[BEGIN]
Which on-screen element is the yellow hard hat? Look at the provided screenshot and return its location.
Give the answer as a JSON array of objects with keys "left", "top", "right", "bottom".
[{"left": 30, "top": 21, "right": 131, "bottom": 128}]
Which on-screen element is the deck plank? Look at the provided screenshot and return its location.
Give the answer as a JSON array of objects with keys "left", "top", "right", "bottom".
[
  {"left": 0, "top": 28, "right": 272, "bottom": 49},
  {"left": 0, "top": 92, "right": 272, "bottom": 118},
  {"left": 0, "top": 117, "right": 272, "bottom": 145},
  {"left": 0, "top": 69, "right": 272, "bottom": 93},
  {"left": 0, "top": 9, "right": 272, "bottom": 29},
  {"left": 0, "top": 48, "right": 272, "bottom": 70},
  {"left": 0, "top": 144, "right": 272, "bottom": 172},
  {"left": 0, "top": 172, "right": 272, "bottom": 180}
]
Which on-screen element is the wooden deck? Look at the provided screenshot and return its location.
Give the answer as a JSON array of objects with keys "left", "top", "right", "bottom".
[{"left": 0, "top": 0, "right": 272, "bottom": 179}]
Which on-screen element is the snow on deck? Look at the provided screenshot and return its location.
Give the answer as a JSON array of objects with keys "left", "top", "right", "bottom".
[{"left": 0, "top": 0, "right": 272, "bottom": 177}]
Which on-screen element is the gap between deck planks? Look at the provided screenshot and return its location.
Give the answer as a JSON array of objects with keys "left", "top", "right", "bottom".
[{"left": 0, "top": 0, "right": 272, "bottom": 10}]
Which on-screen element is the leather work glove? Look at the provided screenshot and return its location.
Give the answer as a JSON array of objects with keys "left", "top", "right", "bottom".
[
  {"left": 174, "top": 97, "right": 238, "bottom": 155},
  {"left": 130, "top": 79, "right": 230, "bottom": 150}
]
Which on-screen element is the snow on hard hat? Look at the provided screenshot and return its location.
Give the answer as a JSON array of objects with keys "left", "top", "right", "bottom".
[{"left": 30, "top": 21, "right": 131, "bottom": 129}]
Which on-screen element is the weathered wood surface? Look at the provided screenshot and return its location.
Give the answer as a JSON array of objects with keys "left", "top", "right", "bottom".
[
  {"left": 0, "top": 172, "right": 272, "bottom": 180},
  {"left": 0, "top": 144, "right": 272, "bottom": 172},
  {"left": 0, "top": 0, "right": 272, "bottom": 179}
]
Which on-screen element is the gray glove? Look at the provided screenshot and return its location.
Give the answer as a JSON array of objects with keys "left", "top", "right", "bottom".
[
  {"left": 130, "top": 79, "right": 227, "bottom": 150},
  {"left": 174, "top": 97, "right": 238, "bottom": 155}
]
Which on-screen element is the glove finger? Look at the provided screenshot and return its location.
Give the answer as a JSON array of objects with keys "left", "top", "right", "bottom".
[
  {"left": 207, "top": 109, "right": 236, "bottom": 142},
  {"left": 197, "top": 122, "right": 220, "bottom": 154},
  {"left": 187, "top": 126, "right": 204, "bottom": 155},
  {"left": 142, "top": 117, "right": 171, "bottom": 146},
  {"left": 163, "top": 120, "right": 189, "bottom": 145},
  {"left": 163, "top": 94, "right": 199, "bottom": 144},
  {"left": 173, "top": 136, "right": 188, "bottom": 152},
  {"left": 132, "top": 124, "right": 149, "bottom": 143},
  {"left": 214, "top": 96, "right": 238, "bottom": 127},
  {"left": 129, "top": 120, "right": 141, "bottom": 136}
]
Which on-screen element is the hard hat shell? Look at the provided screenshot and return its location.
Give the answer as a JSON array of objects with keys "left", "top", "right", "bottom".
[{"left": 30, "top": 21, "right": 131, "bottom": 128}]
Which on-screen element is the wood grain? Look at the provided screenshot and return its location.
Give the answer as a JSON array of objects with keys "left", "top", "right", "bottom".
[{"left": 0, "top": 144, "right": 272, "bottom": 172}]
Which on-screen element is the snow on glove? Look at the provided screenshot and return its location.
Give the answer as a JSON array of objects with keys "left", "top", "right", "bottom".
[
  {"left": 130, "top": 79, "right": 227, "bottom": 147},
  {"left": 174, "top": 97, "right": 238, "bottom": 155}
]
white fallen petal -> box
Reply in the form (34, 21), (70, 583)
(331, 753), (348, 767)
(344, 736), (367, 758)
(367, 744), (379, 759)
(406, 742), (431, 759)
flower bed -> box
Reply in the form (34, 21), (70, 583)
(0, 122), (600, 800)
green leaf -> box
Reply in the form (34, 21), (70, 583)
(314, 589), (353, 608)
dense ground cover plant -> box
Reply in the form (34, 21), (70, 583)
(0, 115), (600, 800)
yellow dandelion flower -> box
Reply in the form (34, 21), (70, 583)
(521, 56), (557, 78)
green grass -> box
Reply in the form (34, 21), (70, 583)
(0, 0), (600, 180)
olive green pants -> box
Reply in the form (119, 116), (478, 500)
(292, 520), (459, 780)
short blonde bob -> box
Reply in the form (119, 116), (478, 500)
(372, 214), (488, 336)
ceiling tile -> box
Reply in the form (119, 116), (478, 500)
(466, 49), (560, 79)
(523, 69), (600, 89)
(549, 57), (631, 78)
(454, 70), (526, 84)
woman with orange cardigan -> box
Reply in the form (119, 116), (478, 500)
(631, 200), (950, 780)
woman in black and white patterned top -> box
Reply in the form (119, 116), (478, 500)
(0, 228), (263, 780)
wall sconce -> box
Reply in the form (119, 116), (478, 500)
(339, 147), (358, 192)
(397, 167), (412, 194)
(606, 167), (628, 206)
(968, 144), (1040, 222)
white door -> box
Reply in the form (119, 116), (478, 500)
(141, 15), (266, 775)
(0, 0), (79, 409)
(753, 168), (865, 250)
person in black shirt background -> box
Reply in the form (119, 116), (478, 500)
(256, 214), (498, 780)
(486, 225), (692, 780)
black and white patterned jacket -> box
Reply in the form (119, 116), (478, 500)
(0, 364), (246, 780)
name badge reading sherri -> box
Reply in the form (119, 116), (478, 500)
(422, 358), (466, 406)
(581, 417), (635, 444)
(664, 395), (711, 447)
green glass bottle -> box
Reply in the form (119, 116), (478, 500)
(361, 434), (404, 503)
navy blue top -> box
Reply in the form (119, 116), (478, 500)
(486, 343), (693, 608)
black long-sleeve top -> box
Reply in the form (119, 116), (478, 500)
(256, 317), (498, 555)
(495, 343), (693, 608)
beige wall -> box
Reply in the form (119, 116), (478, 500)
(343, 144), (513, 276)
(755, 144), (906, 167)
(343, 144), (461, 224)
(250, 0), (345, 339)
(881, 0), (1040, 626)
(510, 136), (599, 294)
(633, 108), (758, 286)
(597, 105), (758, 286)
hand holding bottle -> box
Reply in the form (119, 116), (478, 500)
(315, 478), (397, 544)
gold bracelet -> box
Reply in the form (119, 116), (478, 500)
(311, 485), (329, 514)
[END]
Goal of the exercise: Print all of the records above again verbatim, without changing a single character.

Answer:
Which on-screen element is the yellow hard hat? Look at the provided screenshot and return its location.
Give the answer as a JSON array of objects with keys "left", "top", "right", "bottom".
[{"left": 30, "top": 21, "right": 131, "bottom": 128}]
Which on-screen element is the deck plank? Look at the provided screenshot and return its location.
Give the answer as a JSON array of objects with keys "left", "top", "right", "bottom".
[
  {"left": 0, "top": 28, "right": 272, "bottom": 49},
  {"left": 0, "top": 92, "right": 272, "bottom": 118},
  {"left": 0, "top": 117, "right": 272, "bottom": 145},
  {"left": 0, "top": 69, "right": 272, "bottom": 93},
  {"left": 0, "top": 9, "right": 272, "bottom": 29},
  {"left": 0, "top": 48, "right": 272, "bottom": 70},
  {"left": 0, "top": 144, "right": 272, "bottom": 172},
  {"left": 0, "top": 172, "right": 272, "bottom": 180}
]
Which on-screen element is the wooden deck? Look at the provided screenshot and return its location.
Give the answer as a JSON array of objects with keys "left", "top", "right", "bottom".
[{"left": 0, "top": 0, "right": 272, "bottom": 179}]
Which on-screen element is the snow on deck? Look at the provided screenshot and return its location.
Give the answer as a JSON array of objects with keys "left", "top", "right", "bottom".
[{"left": 0, "top": 0, "right": 272, "bottom": 177}]
Which on-screen element is the gap between deck planks? Look at the provided screenshot and return its location.
Give the answer as a JSON array of objects with keys "left", "top", "right", "bottom".
[{"left": 0, "top": 0, "right": 272, "bottom": 10}]
Which on-screen element is the leather work glove? Look at the provided screenshot and return its location.
Give the answer as a JSON array of objects with keys "left", "top", "right", "bottom".
[
  {"left": 174, "top": 97, "right": 238, "bottom": 155},
  {"left": 130, "top": 79, "right": 230, "bottom": 150}
]
Which on-screen element is the snow on hard hat? Look at the provided screenshot and return its location.
Give the answer as a JSON array of objects with keys "left", "top", "right", "bottom".
[{"left": 30, "top": 21, "right": 131, "bottom": 129}]
Which on-screen element is the weathered wood surface? Look at the provided screenshot and return its location.
Give the answer as a JSON array of objects with keys "left", "top", "right", "bottom".
[
  {"left": 0, "top": 172, "right": 272, "bottom": 180},
  {"left": 0, "top": 144, "right": 272, "bottom": 172},
  {"left": 0, "top": 0, "right": 272, "bottom": 179}
]
Which on-screen element is the gray glove? Look at the provided screenshot and return its location.
Give the answer as a JSON array of objects with keys "left", "top", "right", "bottom".
[
  {"left": 130, "top": 79, "right": 227, "bottom": 150},
  {"left": 174, "top": 97, "right": 238, "bottom": 155}
]
Which on-screen element is the glove finger? Look at the provided screenshot and return its location.
Give the answer as a JSON array of objects with keys "left", "top", "right", "bottom".
[
  {"left": 207, "top": 109, "right": 236, "bottom": 142},
  {"left": 197, "top": 122, "right": 220, "bottom": 154},
  {"left": 187, "top": 126, "right": 204, "bottom": 155},
  {"left": 142, "top": 117, "right": 171, "bottom": 146},
  {"left": 163, "top": 120, "right": 189, "bottom": 145},
  {"left": 163, "top": 94, "right": 199, "bottom": 144},
  {"left": 173, "top": 136, "right": 188, "bottom": 152},
  {"left": 132, "top": 124, "right": 149, "bottom": 143},
  {"left": 214, "top": 96, "right": 238, "bottom": 127},
  {"left": 129, "top": 120, "right": 141, "bottom": 136}
]
Which on-screen element is the hard hat shell? Look at the provided screenshot and return its location.
Give the answer as a JSON array of objects with keys "left", "top", "right", "bottom".
[{"left": 30, "top": 21, "right": 131, "bottom": 128}]
Which on-screen element is the wood grain? Look at the provided screenshot and return its location.
Give the answer as a JSON array of objects with keys "left", "top", "right", "bottom".
[{"left": 0, "top": 144, "right": 272, "bottom": 172}]
Which on-screen element is the snow on glove? Look at the provided screenshot and return its location.
Give the answer as a JSON array of objects with keys "left", "top", "right", "bottom".
[
  {"left": 130, "top": 79, "right": 227, "bottom": 147},
  {"left": 174, "top": 97, "right": 238, "bottom": 155}
]
white fallen petal -> box
Reply in the form (34, 21), (70, 583)
(331, 753), (348, 767)
(344, 736), (367, 758)
(367, 744), (379, 759)
(406, 742), (431, 759)
flower bed -> box
Reply in the form (34, 21), (70, 583)
(0, 122), (600, 800)
green leaf -> box
Reply in the form (34, 21), (70, 583)
(314, 589), (353, 608)
dense ground cover plant -> box
Reply in the form (34, 21), (70, 583)
(0, 115), (600, 800)
yellow dandelion flower -> box
Reply in the form (34, 21), (70, 583)
(521, 56), (557, 78)
green grass -> box
Reply in the form (34, 21), (70, 583)
(0, 0), (600, 180)
olive green pants -> box
Reply in the form (119, 116), (478, 500)
(292, 520), (459, 780)
short blonde bob -> box
Reply in the form (119, 116), (478, 500)
(372, 214), (488, 336)
ceiling tile -> box
Reply in the form (119, 116), (478, 500)
(466, 49), (560, 79)
(523, 69), (600, 89)
(549, 57), (631, 78)
(454, 70), (526, 84)
woman with orange cardigan -> box
Reply in the form (119, 116), (478, 500)
(631, 200), (950, 780)
woman in black and white patterned top -> box
Reply in the form (119, 116), (478, 500)
(0, 228), (263, 780)
wall sconce -> box
Reply in the form (119, 116), (478, 500)
(339, 147), (358, 192)
(397, 167), (412, 194)
(606, 167), (628, 206)
(968, 144), (1040, 222)
white door -> box
Reply in the form (119, 116), (478, 500)
(141, 15), (266, 775)
(0, 0), (79, 409)
(753, 168), (865, 250)
person in black shirt background -> box
Reply in the form (119, 116), (478, 500)
(256, 214), (498, 780)
(486, 225), (692, 780)
black and white patterned jacket -> box
Reply in the form (119, 116), (478, 500)
(0, 364), (246, 780)
name badge reading sherri -> box
Reply in the form (119, 116), (478, 500)
(422, 358), (466, 406)
(581, 417), (635, 444)
(664, 395), (711, 447)
green glass bottle -> box
Reply in the form (119, 116), (478, 500)
(361, 434), (404, 503)
navy blue top -> box
Reply in the form (119, 116), (478, 500)
(486, 343), (693, 608)
black long-sleeve top -> box
Reply in the form (119, 116), (478, 500)
(256, 317), (498, 555)
(495, 343), (693, 608)
beige wall -> box
Reply in the form (119, 116), (478, 500)
(343, 144), (513, 276)
(755, 144), (906, 167)
(343, 144), (461, 224)
(250, 0), (345, 339)
(881, 0), (1040, 626)
(510, 136), (599, 294)
(633, 108), (758, 286)
(597, 105), (758, 286)
hand holding bottle -> box
Reply in the form (119, 116), (478, 500)
(315, 478), (397, 544)
gold bracelet -> box
Reply in the form (119, 116), (478, 500)
(311, 485), (329, 514)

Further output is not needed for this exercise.